● **APPLY WHAT YOU READ**
- A) Please reproduce the part of the column on the hacked email account starting at "If you wonder" and ending at "read about it.", word for word.
- B) According to the column on the hacked email account, why did Gmail invalidate the writer's password? Answer in one to three sentences.

Top Scoops

Book Reviews | Gordon Campbell | Scoop News | Wellington Scoop | Community Scoop | Search

 

Stateside with Rosalea Barker: Hacked off

Hacked off

by Rosalea Barker
July 15, 2012

If you wonder why I haven’t been writing much lately, it’s because I can’t decide between a surfeit of things to write about, not because of a lack of them. Even trying to list some of the topics makes my brain weary, so I won’t. Instead I’ll opt for today’s bizarre interaction with a techie at the cellphone company that controls my access to Gmail pushed to my Blackberry phone.

At 8:17am last Thursday, I got a Blackberry email saying that I had to re-validate the password for my Gmail account. That’s because Gmail had invalidated it because they’d seen suspicious activity. That’s because, once upon a time, so long ago that I can’t even remember doing it, I signed up as a contributor to Associated Content. In 2010, that company was bought out by Yahoo! and the unencrypted file containing contributors’ details was posted on the Internet last week. You might have read about it.

The incensed story linked to above was published on Friday, July 13 at 5:54pm. Coincidence or not, Yahoo! finally sent me an email at 6:59pm that evening saying “This message is being sent to an email address in this compromised file.” Furthermore, “As a non-Yahoo! account holder, we apologize that we cannot provide you a direct means to secure your account.” I know this because I looked at my email on a computer, not being able to access it on my smartphone. Note that it took two days for Yahoo! to contact me.

In order to restore the email push to Blackberry, I had to go into the settings on my phone and enter my user name and password. Turns out, I have not got a clue what my user name is. And you can’t reset that information except on your phone, so the Internet help page sent me to a 1-800 number, and that led me to the conversation with the tech at the cellphone company.

I asked for my user name. He wouldn’t give it to me, and instead asked for my email password. Are you kidding me?! I’m having to go through all this because my password was compromised by hackers, and now you’re asking me to give it out over the phone? Well, I didn’t say that. Dumb and stupid as it may seem, I simply gave him the password, he reset it, and now I’m back to where things were before. That is, I will have to reset my password on Gmail and then call the tech line again and ask for my user name.

I seem to recall the user name was set up by a salesperson with whom I’d had a less than friendly encounter, so perhaps I should just try “DementedOldBat”.

::Google gives me my due::

Earlier in the week, I received a check from Google via Gilardi & Co. LLC. It is my share of a 2009 settlement that Google agreed to when some people who complained that AdWords was ripping them off took out a class action lawsuit against the company on behalf of all AdWords account holders. You can go to the website adwordscustomersettlement.com to read about the $20 million settlement.

● **SOURCE INFORMATION**
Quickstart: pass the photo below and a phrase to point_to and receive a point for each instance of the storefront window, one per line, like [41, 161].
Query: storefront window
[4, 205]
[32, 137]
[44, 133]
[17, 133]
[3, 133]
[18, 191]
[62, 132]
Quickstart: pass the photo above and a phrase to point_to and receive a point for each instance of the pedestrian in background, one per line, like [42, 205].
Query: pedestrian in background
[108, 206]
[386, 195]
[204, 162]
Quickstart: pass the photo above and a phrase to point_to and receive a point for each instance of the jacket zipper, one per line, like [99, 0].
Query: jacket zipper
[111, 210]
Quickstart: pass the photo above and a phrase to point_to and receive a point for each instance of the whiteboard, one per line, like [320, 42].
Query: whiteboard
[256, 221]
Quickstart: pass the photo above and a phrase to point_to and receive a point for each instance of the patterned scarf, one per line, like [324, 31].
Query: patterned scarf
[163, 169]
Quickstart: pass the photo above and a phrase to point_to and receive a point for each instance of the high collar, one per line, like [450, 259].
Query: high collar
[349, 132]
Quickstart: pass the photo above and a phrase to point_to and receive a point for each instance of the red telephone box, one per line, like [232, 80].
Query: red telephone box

● **RESPONSES BY ITEM NUMBER**
- A)
If you wonder why I haven’t been writing much lately, it’s because I can’t decide between a surfeit of things to write about, not because of a lack of them. Even trying to list some of the topics makes my brain weary, so I won’t. Instead I’ll opt for today’s bizarre interaction with a techie at the cellphone company that controls my access to Gmail pushed to my Blackberry phone.

At 8:17am last Thursday, I got a Blackberry email saying that I had to re-validate the password for my Gmail account. That’s because Gmail had invalidated it because they’d seen suspicious activity. That’s because, once upon a time, so long ago that I can’t even remember doing it, I signed up as a contributor to Associated Content. In 2010, that company was bought out by Yahoo! and the unencrypted file containing contributors’ details was posted on the Internet last week. You might have read about it.

- B) Gmail had seen suspicious activity on the account. Long before, the writer had signed up as a contributor to Associated Content, which Yahoo! bought in 2010. The unencrypted file of contributors' details was then posted on the Internet.